§ **Article**
------------------------------------

28 août > roman France

Les romans de Sylvain Prudhomme sont autant de voyages. Après s’être posé en Algérie dans Là, avait dit Bahi (Gallimard, "L’Arbalète", 2012, prix Louis-Guilloux), le talentueux écrivain né en 1979 nous emmène cette fois en Guinée-Bissau. Dulce vient de mourir. Couto l’apprend par un coup de téléphone de Zé alors qu’il est au lit avec la belle Esperança. Dulce et Couto sont les deux héros des Grands. La première a été la diablesse, l’ensorceleuse. Celle en qui tout était "fêlé, sauvage". Le second, Satunino Bayo dit Couto, lui, est resté le "grand docteur de la guitare". Le "grand patron". Impossible de le rater avec son allure dégingandée, son vieux jean blanchi au soleil, son blouson bouffé d’usure aux coudes et aux poignets.

------------------------------------

§ **Données fournies**
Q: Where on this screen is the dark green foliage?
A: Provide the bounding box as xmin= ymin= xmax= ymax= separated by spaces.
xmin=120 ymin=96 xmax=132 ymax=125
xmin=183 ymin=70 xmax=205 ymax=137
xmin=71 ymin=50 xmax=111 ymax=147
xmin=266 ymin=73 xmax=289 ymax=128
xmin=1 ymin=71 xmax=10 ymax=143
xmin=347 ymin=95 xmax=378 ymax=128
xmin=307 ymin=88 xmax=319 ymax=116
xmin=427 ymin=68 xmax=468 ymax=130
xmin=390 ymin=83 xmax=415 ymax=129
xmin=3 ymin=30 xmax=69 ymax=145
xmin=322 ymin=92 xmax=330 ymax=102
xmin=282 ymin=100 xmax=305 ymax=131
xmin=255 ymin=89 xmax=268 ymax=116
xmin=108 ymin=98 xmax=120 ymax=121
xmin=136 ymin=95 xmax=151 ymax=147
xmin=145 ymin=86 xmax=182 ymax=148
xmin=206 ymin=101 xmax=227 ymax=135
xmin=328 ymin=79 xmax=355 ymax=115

------------------------------------

§ **Consigne A**
D'après l'article consacré au roman de Sylvain Prudhomme, comment Couto apprend-il la mort de Dulce ?
§ **Consigne B**
Poursuivez la présentation du roman de Sylvain Prudhomme à la suite de sa dernière phrase.

§ **Réponse A**
Par un coup de téléphone de Zé.

§ **Réponse B**
Trente ans plus tôt, il était déjà un pilier du Super Mama Djombo. Le groupe qui jouait chaque semaine à l’União Desportiva de Bissau avec Armando aux percussions, Chico à la basse, Zé à la batterie. Avec Atchutchi, qui ne chante pas, ne joue d’aucun instrument mais écrit des chansons à tomber. Un beau jour, Dulce avait débarqué parmi eux. Avec sa voix claire, sa voix "d’enfant guerrière et rieuse. De gamine qui chantait dans l’allégresse, sans effet, sans calcul".

Sous son impulsion, le Mambo Djombo avait alors connu la gloire. Trois années d’âge d’or. Les années Dulce. Avec les tournées cubaine, mozambicaine, angolaise. Les enregistrements à Lisbonne. "La liesse des gens, l’engouement des radios, l’euphorie des foules." Dulce avait choisi Couto comme amant. Et puis elle avait fini par quitter le groupe et son amoureux. Accepté d’épouser le nouveau chef d’état-major des armées. Osvaldo Chico Gomes, dangereux militaire à l’autorité naturelle, Couto l’avait croisé dans le maquis de Boé pendant la guerre du Mozambique, quand Gomes était encore seulement capitaine.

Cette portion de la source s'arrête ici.